== Data records ==

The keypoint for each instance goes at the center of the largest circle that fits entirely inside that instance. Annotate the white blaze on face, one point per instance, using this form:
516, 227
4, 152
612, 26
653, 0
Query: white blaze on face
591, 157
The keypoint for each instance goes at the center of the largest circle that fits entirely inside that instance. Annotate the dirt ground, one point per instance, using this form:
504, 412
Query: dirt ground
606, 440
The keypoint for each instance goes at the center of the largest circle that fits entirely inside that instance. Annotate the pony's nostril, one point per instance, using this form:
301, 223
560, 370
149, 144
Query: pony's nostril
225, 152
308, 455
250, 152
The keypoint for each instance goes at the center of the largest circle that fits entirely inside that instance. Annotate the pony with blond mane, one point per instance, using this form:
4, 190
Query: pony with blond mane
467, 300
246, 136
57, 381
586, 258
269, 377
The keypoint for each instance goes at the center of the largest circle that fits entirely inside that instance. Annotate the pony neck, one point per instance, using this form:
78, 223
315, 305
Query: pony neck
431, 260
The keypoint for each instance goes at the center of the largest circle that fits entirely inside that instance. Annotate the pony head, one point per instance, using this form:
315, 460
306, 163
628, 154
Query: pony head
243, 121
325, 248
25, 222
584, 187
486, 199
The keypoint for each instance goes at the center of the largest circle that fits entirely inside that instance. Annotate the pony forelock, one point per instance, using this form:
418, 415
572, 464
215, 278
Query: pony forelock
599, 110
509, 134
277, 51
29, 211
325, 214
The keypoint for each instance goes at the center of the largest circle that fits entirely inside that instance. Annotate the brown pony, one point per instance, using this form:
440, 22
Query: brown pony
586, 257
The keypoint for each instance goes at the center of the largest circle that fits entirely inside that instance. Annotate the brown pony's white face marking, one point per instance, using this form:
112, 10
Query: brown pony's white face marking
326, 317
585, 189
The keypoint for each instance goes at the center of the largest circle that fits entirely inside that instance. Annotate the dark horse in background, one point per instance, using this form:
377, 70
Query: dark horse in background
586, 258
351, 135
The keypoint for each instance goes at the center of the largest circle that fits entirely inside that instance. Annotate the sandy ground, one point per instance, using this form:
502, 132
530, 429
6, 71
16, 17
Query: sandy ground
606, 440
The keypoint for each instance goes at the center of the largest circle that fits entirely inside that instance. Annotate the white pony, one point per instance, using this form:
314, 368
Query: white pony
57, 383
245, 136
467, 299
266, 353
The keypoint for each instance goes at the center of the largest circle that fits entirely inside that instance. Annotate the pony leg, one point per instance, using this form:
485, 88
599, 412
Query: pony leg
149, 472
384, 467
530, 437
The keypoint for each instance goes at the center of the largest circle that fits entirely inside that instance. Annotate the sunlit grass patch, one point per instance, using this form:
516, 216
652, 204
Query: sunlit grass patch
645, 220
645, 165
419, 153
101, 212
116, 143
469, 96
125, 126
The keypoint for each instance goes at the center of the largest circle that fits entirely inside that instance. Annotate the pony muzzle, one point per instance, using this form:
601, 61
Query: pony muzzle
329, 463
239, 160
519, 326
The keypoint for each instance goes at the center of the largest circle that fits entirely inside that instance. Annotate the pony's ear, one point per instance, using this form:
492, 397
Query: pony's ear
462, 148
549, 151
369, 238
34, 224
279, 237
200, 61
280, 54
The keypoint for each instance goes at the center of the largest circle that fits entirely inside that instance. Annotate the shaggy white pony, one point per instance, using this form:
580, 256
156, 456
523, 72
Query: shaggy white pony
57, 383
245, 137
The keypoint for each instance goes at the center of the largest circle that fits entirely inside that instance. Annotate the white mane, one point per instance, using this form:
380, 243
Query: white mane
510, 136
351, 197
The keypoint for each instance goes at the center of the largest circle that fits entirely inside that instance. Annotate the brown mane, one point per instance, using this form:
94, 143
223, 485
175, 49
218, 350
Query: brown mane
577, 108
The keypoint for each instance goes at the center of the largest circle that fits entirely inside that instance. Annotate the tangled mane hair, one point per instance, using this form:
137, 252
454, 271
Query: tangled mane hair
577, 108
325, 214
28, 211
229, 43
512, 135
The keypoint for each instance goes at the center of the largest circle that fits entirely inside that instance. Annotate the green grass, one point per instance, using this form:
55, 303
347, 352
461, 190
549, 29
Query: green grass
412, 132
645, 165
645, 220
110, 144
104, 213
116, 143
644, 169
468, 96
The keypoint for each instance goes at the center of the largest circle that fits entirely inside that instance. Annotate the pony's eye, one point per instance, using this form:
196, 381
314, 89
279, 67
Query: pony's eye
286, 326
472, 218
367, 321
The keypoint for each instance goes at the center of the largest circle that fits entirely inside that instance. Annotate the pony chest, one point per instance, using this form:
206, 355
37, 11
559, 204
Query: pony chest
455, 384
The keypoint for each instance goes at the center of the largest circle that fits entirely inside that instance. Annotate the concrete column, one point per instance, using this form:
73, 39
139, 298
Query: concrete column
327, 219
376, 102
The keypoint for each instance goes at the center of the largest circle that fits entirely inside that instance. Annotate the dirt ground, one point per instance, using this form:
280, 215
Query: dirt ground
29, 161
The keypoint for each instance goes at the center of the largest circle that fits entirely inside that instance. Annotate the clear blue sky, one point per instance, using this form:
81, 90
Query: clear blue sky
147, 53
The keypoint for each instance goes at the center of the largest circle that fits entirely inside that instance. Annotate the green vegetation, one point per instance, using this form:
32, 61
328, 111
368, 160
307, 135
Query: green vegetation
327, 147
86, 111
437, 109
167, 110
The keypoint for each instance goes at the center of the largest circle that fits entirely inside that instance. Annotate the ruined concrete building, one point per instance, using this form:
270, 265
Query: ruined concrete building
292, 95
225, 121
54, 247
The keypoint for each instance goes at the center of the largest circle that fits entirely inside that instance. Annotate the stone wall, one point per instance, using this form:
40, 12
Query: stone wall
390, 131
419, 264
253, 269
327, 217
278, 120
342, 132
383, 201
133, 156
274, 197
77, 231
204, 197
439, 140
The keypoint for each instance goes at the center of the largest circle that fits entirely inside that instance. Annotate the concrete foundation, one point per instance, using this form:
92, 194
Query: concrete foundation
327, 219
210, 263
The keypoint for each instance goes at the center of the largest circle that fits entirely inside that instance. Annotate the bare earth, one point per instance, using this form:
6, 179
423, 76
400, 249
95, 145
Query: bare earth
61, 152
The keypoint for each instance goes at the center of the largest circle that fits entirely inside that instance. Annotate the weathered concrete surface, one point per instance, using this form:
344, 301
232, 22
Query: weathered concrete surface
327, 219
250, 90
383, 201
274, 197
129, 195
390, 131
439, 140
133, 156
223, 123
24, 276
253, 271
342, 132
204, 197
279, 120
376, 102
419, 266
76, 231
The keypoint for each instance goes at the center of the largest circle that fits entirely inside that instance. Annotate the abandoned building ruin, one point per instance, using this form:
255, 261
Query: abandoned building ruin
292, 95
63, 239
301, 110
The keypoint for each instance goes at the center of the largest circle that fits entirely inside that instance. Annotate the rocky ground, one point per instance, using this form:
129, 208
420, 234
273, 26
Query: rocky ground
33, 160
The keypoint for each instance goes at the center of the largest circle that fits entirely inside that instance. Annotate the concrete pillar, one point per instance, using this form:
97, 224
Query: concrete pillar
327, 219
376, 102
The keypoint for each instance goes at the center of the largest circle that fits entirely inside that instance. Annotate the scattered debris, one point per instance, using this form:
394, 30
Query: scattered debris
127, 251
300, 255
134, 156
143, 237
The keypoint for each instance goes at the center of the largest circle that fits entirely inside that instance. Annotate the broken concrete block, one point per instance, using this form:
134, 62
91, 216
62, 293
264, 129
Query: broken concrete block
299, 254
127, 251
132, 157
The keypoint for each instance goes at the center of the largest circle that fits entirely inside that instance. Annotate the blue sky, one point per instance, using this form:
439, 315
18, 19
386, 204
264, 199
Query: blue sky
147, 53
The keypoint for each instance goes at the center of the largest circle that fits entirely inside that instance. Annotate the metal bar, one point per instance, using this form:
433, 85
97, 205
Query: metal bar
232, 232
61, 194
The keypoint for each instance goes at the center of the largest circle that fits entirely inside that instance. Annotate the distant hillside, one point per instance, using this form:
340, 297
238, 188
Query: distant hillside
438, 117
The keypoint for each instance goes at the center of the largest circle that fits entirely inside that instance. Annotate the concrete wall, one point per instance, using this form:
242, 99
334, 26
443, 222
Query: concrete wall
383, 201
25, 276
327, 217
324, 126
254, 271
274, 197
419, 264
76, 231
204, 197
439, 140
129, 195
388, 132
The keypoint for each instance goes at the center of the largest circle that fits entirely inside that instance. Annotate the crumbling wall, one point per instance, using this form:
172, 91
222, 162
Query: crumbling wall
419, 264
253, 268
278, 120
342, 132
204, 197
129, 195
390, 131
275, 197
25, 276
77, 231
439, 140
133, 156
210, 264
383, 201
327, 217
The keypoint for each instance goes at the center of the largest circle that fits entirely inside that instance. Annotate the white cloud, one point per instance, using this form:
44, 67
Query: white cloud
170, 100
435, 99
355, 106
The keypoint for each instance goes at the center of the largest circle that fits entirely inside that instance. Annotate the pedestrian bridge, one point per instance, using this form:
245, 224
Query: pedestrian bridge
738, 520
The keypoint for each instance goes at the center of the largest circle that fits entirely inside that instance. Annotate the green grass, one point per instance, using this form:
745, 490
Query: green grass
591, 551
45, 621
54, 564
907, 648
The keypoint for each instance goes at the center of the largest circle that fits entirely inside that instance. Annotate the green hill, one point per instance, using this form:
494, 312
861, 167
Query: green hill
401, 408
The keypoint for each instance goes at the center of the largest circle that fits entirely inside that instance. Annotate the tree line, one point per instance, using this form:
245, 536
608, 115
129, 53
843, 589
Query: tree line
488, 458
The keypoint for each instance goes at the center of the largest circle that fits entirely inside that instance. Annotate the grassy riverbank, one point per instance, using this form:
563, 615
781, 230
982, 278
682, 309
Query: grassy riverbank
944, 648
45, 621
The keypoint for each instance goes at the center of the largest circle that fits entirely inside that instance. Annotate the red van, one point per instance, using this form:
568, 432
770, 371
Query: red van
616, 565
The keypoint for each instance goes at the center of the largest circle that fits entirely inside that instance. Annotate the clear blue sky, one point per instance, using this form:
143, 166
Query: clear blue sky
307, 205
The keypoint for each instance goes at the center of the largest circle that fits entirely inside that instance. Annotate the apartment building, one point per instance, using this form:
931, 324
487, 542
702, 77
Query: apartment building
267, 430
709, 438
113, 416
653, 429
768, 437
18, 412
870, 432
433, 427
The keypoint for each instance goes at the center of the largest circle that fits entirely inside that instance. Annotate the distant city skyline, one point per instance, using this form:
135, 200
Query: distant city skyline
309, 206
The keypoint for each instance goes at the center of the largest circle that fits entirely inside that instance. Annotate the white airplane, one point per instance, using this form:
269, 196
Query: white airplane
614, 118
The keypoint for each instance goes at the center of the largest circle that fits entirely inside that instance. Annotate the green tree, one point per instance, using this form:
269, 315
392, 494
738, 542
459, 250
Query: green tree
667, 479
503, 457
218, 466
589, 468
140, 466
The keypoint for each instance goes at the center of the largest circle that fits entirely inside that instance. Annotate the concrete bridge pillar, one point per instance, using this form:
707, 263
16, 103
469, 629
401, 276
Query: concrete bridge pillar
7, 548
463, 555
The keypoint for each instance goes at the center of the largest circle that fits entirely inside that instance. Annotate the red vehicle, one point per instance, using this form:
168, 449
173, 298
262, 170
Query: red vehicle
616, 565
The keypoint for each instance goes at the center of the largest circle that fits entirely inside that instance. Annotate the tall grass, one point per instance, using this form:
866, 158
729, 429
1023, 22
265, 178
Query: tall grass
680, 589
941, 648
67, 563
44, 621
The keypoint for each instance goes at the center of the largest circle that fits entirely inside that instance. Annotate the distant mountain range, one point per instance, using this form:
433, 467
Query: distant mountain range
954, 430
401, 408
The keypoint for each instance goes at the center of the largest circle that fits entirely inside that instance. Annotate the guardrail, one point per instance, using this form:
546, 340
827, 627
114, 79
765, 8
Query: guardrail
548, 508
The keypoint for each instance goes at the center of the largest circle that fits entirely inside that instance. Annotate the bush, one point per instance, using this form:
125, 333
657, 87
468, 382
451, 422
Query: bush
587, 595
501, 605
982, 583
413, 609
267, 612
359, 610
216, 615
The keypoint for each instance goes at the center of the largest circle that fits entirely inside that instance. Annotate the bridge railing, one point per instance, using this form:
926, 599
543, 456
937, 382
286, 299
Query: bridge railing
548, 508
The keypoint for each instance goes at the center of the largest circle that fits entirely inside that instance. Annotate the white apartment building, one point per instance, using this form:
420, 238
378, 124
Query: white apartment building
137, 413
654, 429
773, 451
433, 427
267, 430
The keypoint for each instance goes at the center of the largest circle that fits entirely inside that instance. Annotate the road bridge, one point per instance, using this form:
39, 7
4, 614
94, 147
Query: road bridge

===

Set exercise ▸ Starting from the line with "the white apartment" and ending with the final line of the data, quote every line exactly, both ends included.

Task answer ▸
The keypoint for each instance goes at the center of the largest circle that fits entirely inside that instance. Annotate the white apartment building, one point per instance, using this form:
420, 238
378, 124
Query: white apartment building
137, 413
654, 429
773, 451
433, 427
267, 430
The keypoint for each instance goes at the center of the largest circle that fits entirely inside that instance. Annotate the road bridge, one point per instance, using this form:
39, 7
4, 614
94, 147
Query: road bridge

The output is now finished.